● Фрагмент документа:
Полагаем, что в дальнейшем темпы роста первичных жертв могут замедлиться из-за «насыщения» интернет-пространства новыми пользователями, так как число народонаселения конечно. Сегодня в пользование Интернет уже вовлечено порядка 87 млн. россиян. Более десяти лет назад мы отмечали, что отставание уровня «цифровизации» в нашей стране является значимым антикриминогенным фактором. Ныне его предупредительный эффект исчерпан. Ибо существуют и контраргументы, связанные с постоянным внедрением новых технологий, возможностей и схем использования Интернет, которые могут быть обращены преступниками в свою пользу. Поскольку это трудно или невозможно спрогнозировать, то такие технологии (особенно коммерческие) разрабатываются и внедряются безотносительно того, кто и в каких целях их будет использовать. Такие попытки способны затруднить хозяйственную деятельность коммерческих организации (т.н. электронного бизнеса) и влекут за собой дополнительные расходы с их стороны, на чём утрачивается всё коммерческое преимущество. Думаем, что решение правовых механизмов регулирования общественных отношений в этой части остаётся основной задачей наших коллег, занятых вопросами информационного и гражданского права.

Указав на характер детерминации и возможные механизмы решения этой проблемы в дальнейшем, вернёмся непосредственно к криминологическим аспектам исследования, связанным с динамикой виктимизации. Так используя расчётные данные её объёма, мы можем указать несколько производных, характеризующих отдельные показатели на различных этапах исследования. Их мы свели в таблицу 3. «Динамика относительных показателей виктимизации». Параллельное движение двух показателей: темпов роста и объёма виктизации на всём периоде нашего статистического наблюдения в первом приближении показывает сходство с экспоненциальной моделью. С увеличением объёма виктимизации, растёт и темп её прироста.

table_3

Скорее всего, такая модель не будет соответствовать действительности, поскольку на коротком участке времени и при таких масштабах наблюдения экспоненту трудно отличить от более медленных моделей: линейного и степенного роста. В любом случае, тенденция выглядит неблагоприятной. Указанные в таблице проценты темпа прироста как отдельно по периодам, так и за весь промежуток наблюдений были получены в результате расчёта средней номинальной ставки в EXCEL за соответствующие временные промежутки. Поскольку абсолютные показатели виктимизации за каждый период существенно отличаются, то и разность прироста двух смежных периодов являет собой кратность. Эта кратность, как мы писали выше, представляет экспоненту, когда каждый трёхгодичный этап отличается от предыдущего двукратным увеличением темпов виктимизации.

Вышеприведённой таблицей мы намереваемся не столько ознакомить своих коллег с полученными результатами, сколько уверить их в правоте своих выводов о последующей правильности криминологического прогноза развития событий в области виктимизации от интернет-мошенничества.

● Содержимое набора данных:
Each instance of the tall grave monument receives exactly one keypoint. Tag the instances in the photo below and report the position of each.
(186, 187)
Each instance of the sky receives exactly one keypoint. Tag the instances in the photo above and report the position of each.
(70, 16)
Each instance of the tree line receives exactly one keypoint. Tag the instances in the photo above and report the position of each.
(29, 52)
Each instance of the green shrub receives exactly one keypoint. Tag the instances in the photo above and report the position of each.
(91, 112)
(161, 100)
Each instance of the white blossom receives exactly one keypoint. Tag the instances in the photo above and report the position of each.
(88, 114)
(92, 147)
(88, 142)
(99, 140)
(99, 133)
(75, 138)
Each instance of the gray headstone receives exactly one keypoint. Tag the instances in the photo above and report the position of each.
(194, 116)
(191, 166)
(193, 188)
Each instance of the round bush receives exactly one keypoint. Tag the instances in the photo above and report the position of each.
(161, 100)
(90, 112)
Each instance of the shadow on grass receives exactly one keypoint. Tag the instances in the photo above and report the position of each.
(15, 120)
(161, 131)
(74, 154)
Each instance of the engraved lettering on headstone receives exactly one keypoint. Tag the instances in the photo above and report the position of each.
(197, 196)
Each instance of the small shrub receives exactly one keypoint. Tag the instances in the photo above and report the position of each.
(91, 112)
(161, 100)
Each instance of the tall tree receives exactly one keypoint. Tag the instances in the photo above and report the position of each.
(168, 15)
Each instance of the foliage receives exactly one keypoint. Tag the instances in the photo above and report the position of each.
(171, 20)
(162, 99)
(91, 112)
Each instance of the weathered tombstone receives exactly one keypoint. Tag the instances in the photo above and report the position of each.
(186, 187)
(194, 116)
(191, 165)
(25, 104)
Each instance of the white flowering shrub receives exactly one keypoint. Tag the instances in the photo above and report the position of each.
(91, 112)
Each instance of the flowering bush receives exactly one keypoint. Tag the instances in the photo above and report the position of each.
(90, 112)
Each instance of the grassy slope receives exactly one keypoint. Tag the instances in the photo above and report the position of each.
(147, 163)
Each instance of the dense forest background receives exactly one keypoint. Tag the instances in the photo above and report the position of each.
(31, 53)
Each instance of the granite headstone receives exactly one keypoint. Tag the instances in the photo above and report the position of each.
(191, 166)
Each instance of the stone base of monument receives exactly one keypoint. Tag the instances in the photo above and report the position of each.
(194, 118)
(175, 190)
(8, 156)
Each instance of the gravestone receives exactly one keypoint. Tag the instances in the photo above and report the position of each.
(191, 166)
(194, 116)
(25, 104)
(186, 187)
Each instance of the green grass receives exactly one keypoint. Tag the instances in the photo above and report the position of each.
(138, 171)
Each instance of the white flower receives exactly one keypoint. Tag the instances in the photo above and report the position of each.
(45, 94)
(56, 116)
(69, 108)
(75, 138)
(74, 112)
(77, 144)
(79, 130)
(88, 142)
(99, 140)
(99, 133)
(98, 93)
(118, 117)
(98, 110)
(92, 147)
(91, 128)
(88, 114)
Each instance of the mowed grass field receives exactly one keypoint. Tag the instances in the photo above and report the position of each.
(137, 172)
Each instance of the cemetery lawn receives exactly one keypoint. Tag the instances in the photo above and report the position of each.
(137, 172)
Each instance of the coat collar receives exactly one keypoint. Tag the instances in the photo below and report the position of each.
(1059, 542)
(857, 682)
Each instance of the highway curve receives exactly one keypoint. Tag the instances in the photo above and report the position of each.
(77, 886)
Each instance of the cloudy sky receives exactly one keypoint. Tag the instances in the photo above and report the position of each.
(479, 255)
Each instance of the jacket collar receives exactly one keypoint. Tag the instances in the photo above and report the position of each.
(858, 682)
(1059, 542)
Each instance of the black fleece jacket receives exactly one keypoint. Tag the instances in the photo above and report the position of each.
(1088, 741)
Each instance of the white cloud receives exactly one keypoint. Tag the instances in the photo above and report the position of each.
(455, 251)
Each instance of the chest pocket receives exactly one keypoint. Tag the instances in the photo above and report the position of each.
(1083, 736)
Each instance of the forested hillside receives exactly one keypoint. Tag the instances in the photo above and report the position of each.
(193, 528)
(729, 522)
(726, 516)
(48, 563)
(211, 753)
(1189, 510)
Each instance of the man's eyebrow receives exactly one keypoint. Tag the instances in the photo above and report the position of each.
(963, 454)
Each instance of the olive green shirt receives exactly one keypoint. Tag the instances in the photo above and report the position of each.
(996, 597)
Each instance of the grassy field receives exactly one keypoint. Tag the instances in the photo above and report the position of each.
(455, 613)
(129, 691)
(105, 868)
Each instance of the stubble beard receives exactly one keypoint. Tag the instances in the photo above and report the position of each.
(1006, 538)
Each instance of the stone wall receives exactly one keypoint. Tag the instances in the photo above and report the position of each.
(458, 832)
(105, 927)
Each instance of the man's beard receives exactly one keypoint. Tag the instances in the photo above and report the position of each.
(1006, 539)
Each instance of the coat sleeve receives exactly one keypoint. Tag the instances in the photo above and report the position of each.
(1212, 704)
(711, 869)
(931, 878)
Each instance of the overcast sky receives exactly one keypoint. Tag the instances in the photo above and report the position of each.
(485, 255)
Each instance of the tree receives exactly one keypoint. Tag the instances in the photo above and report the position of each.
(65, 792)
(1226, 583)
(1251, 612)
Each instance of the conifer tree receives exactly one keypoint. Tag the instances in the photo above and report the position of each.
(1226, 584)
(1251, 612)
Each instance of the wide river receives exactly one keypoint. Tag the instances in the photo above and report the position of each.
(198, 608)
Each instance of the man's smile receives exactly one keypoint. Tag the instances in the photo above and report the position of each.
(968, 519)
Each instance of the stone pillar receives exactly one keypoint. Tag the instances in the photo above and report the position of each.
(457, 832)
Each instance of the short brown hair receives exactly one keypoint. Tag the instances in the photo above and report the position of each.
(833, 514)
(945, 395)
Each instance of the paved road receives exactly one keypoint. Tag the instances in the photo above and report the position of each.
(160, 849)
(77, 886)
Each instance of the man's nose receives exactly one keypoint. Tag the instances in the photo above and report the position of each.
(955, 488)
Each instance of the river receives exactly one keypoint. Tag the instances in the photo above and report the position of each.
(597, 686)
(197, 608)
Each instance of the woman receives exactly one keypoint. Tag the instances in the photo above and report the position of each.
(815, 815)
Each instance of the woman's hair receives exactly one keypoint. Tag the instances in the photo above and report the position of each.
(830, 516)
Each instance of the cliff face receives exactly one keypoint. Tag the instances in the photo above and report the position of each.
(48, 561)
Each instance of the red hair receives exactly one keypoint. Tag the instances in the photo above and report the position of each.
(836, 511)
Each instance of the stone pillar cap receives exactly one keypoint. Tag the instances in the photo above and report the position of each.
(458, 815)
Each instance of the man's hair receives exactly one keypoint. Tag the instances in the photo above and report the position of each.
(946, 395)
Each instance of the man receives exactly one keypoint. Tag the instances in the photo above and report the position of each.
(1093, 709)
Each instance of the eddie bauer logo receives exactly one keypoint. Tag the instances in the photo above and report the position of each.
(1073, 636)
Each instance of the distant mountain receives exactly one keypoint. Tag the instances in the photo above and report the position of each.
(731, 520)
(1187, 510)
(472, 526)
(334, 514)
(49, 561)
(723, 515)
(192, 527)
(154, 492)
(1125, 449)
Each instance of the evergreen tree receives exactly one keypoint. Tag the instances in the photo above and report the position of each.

● Условие задания: Выведите дословно отрывок из текста о виктимизации от интернет-мошенничества, начиная со слов «Скорее всего, такая» и заканчивая словами «увеличением темпов виктимизации.».

● Ответ на задание:
Скорее всего, такая модель не будет соответствовать действительности, поскольку на коротком участке времени и при таких масштабах наблюдения экспоненту трудно отличить от более медленных моделей: линейного и степенного роста. В любом случае, тенденция выглядит неблагоприятной. Указанные в таблице проценты темпа прироста как отдельно по периодам, так и за весь промежуток наблюдений были получены в результате расчёта средней номинальной ставки в EXCEL за соответствующие временные промежутки. Поскольку абсолютные показатели виктимизации за каждый период существенно отличаются, то и разность прироста двух смежных периодов являет собой кратность. Эта кратность, как мы писали выше, представляет экспоненту, когда каждый трёхгодичный этап отличается от предыдущего двукратным увеличением темпов виктимизации.